#### Tasks and exercises:
**a.** Do these statements agree with the text on VLAN interfaces below? For each, answer yes or no and quote the words of the text that decide it. (i) The pipe checks whether a frame carries an IP packet before passing it on. (ii) Multiple VLAN tags can be stacked by linking pipes together. (iii) When a properly tagged frame arrives at the underlying interface, the pipe removes the tag.
**b.** Can you extend the text on VLAN interfaces below, picking up after its final sentence?

[Article start]

A VLAN interface is nothing more than a “pipe” whose one end (“tagless”) acts as an L2 interface itself and the other one (“tagged”) is attached to another L2 interface. When “something” (typically, the IP stack) sends a frame through the “tagless” end of the VLAN interface, the pipe adds a VLAN tag to it and sends it via the underlying interface; if a “properly tagged” frame (i.e. one carrying the VID the “pipe” is set to handle) arrives to the underlying interface, the pipe takes it, removes the tag, and outputs it to the connected IP stack tagless. Other than that, the pipe is dumb - it does not care whether the frame carries an IP packet, and IPv6 packet, or maybe an STP BPDU, or even an already tagged frame on the “tagless” end. So you can indeed bridge the tagless ends of two VLAN interfaces together and create a “short circuit” between two (or more) VLANs that way, or you can stack multiple VLAN tags by connecting the tagged end of one “pipe” to the taggless end of another one. Setups like these are only useful in very specific cases but they are technically possible.

[Article end]
[Excerpted data start]

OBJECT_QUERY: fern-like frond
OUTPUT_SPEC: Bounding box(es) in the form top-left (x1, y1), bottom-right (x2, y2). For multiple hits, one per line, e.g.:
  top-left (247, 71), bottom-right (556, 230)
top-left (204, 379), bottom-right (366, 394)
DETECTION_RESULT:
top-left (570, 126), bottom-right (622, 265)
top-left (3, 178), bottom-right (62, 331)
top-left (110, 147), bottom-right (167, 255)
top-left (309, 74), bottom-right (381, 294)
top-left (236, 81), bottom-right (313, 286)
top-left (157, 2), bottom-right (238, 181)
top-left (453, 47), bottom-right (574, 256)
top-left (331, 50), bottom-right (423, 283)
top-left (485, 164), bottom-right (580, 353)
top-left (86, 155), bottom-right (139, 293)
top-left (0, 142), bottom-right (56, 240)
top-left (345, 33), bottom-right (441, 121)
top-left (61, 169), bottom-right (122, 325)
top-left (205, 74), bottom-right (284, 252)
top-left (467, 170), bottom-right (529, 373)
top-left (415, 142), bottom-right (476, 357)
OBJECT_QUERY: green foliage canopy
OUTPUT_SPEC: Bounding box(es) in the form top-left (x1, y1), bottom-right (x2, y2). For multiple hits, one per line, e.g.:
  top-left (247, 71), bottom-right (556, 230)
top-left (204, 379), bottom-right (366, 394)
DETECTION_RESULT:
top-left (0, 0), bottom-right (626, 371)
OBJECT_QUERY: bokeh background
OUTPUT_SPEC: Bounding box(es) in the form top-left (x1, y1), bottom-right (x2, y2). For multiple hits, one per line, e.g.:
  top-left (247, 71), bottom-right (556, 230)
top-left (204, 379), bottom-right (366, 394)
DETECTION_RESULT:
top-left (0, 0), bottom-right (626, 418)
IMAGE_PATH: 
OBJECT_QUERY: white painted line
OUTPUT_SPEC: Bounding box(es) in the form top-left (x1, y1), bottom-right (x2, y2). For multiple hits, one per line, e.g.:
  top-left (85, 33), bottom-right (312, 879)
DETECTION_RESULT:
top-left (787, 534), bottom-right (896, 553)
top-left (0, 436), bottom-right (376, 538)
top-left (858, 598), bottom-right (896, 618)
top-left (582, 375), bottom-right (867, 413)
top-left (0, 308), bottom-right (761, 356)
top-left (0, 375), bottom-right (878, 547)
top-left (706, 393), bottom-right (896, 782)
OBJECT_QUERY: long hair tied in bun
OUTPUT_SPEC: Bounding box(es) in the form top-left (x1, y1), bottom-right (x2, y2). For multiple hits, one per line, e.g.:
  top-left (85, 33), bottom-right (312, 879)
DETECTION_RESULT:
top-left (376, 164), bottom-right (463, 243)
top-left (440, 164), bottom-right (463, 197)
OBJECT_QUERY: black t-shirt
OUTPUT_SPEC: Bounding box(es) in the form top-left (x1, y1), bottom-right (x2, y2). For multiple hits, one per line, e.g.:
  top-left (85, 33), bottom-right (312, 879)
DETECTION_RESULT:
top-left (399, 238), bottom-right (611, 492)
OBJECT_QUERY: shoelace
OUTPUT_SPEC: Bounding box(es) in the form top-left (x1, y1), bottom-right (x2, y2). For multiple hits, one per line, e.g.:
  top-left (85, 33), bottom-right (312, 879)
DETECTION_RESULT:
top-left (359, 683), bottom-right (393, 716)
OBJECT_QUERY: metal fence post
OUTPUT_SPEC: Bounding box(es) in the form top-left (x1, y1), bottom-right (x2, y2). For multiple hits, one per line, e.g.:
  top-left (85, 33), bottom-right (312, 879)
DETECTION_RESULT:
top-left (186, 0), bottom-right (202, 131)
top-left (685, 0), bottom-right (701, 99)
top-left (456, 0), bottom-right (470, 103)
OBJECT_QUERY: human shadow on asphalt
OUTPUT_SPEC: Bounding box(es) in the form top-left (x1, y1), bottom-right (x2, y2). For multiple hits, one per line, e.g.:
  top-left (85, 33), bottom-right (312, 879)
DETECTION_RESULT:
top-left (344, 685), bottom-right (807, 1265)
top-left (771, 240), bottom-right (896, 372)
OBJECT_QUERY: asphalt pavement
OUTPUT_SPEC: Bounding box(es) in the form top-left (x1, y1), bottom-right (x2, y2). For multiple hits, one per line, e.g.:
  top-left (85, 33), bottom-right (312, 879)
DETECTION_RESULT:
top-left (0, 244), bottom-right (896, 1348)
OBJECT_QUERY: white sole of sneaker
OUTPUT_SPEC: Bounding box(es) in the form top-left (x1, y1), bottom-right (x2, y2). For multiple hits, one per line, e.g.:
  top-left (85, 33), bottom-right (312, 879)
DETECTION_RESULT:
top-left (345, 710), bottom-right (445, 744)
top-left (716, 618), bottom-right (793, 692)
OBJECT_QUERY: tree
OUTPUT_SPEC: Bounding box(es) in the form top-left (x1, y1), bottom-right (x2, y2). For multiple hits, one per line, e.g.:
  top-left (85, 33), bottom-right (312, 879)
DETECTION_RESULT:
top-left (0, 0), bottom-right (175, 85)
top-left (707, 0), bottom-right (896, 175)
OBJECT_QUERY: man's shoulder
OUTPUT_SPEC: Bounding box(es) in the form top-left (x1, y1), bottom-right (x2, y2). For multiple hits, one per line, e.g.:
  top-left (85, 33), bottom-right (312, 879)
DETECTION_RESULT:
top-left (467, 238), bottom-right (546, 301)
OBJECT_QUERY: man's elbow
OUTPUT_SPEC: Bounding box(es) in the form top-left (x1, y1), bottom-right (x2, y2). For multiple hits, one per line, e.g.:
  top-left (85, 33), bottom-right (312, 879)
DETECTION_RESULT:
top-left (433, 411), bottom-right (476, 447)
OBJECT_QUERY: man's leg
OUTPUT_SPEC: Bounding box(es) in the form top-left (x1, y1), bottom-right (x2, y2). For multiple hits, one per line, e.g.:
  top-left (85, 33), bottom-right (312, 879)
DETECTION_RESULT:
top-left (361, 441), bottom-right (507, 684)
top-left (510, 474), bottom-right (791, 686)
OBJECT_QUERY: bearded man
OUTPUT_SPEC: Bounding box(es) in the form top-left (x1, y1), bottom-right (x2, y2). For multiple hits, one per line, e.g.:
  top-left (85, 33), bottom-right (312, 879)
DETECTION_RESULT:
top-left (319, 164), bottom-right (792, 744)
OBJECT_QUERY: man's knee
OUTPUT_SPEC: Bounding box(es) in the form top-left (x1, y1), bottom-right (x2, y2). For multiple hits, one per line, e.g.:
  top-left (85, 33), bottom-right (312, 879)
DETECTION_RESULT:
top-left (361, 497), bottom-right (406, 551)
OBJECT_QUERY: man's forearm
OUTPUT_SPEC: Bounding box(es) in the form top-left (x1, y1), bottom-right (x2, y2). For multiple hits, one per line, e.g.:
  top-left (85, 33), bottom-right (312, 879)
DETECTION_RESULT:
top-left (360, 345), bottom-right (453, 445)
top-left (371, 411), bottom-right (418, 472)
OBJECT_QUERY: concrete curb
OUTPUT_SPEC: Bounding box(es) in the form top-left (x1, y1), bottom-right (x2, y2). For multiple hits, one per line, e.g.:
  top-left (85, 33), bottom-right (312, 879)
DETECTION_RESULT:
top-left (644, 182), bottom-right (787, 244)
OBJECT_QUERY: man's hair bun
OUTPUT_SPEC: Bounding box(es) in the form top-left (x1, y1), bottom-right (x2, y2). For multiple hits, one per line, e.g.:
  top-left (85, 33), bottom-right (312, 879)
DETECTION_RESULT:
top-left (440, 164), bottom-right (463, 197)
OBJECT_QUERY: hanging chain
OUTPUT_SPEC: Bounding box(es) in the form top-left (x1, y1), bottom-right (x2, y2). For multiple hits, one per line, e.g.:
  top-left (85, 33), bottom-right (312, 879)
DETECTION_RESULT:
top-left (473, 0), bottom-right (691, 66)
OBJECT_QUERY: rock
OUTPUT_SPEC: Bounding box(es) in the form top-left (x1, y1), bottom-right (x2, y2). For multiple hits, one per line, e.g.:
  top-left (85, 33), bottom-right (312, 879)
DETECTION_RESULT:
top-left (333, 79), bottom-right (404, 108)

[Excerpted data end]
[Excerpted data start]

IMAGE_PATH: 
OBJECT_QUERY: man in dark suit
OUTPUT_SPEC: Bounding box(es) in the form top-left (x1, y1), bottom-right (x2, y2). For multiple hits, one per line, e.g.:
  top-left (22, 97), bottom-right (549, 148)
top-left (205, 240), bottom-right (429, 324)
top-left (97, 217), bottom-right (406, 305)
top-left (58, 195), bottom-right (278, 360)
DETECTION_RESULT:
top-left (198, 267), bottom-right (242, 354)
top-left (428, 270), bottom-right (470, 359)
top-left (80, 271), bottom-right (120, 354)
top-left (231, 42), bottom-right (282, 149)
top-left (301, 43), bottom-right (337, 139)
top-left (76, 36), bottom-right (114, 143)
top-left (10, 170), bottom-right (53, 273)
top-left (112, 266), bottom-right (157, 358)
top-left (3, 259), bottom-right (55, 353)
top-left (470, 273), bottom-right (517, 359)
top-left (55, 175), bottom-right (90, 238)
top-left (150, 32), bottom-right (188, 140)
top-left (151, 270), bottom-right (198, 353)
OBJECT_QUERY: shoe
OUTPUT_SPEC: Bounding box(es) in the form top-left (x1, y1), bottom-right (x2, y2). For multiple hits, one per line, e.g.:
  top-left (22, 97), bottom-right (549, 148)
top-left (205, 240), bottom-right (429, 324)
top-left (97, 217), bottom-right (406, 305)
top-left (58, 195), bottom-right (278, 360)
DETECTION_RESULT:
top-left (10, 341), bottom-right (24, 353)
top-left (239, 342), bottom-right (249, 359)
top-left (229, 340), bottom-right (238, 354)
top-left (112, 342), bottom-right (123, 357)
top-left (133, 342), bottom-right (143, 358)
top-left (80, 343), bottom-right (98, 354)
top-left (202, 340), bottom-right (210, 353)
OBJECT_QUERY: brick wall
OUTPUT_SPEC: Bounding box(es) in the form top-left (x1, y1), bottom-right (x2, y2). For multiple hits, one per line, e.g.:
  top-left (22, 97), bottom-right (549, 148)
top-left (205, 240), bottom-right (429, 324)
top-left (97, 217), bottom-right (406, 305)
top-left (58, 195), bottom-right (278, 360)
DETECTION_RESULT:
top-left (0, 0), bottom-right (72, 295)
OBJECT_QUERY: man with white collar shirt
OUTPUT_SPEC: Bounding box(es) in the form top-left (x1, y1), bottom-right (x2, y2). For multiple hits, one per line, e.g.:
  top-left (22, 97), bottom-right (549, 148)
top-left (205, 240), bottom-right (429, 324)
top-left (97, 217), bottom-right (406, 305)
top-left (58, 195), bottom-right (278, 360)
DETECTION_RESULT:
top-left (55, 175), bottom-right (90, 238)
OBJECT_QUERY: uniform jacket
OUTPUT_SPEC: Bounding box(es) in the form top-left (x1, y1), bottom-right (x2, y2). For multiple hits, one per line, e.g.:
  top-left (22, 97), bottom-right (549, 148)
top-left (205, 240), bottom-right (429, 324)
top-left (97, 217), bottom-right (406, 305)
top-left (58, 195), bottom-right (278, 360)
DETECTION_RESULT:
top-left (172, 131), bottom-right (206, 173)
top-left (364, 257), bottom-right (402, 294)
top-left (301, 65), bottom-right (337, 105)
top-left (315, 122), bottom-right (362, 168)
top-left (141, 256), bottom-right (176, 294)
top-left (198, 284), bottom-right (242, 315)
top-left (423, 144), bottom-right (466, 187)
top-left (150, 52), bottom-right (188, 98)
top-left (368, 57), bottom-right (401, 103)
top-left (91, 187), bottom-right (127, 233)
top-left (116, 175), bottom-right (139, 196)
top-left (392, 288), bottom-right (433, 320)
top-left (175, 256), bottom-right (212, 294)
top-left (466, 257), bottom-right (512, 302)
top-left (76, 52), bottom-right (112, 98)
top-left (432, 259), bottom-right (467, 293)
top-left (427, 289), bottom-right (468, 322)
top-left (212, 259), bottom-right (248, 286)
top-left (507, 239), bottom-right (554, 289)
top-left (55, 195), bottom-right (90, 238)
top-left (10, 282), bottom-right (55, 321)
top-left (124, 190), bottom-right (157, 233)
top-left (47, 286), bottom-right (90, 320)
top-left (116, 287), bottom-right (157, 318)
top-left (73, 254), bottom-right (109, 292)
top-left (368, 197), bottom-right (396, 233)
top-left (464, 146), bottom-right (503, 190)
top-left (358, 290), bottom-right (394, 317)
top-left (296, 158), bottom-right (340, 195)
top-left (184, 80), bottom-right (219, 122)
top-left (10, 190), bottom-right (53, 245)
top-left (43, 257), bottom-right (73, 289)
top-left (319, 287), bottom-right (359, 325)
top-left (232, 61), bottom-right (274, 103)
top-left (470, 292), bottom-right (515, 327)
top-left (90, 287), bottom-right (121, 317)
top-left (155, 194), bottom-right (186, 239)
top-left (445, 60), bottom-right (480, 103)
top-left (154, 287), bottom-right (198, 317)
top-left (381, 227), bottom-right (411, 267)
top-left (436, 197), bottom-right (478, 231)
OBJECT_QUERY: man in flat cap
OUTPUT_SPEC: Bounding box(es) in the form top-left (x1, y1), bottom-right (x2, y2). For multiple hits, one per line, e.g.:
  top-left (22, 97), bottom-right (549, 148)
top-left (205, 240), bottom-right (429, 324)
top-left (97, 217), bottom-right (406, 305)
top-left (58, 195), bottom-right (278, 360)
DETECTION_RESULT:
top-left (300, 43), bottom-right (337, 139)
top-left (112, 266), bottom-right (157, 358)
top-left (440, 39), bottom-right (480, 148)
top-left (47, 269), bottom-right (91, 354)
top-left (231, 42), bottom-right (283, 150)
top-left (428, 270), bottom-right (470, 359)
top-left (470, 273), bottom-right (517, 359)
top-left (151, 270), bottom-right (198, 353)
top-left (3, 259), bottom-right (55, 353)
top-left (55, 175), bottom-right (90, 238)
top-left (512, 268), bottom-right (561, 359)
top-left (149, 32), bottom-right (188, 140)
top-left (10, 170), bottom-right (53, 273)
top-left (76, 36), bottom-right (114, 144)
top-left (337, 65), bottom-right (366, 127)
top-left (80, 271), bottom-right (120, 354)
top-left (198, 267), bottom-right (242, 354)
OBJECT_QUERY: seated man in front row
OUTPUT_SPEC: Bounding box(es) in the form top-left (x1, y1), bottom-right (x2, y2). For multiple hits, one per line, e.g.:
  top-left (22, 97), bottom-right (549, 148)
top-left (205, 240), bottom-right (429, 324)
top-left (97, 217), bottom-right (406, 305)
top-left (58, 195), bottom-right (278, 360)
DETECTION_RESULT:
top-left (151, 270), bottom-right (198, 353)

[Excerpted data end]

#### Answer list:
**a.**
(i) No: "it does not care whether the frame carries an IP packet"
(ii) Yes: "you can stack multiple VLAN tags"
(iii) Yes: "the pipe takes it, removes the tag"

**b.**
With vlan-filtering set to no, the bridge is VLAN-agnostic; it only works with MAC addresses and ignores any eventual VLAN tags. So if a frame comes tagged on ingress, it stays tagged on egress. Setting vlan-filtering to yes makes the bridge VLAN-aware, which means you can define each port as an access/tagless member of a particular VLAN (so that tagless frames get tagged on ingress and untagged on egress through that port) or as a trunk/tagged member of a VLAN (so that tagged frames stay tagged). A frame can only egress through a port if that port is an access or trunk member of the VLAN the frame is tagged with. With ingress-filtering set to yes on a port, the port will even not accept an ingress frame if the VID in its tag doesn’t match one of the VLANs the port is a member of.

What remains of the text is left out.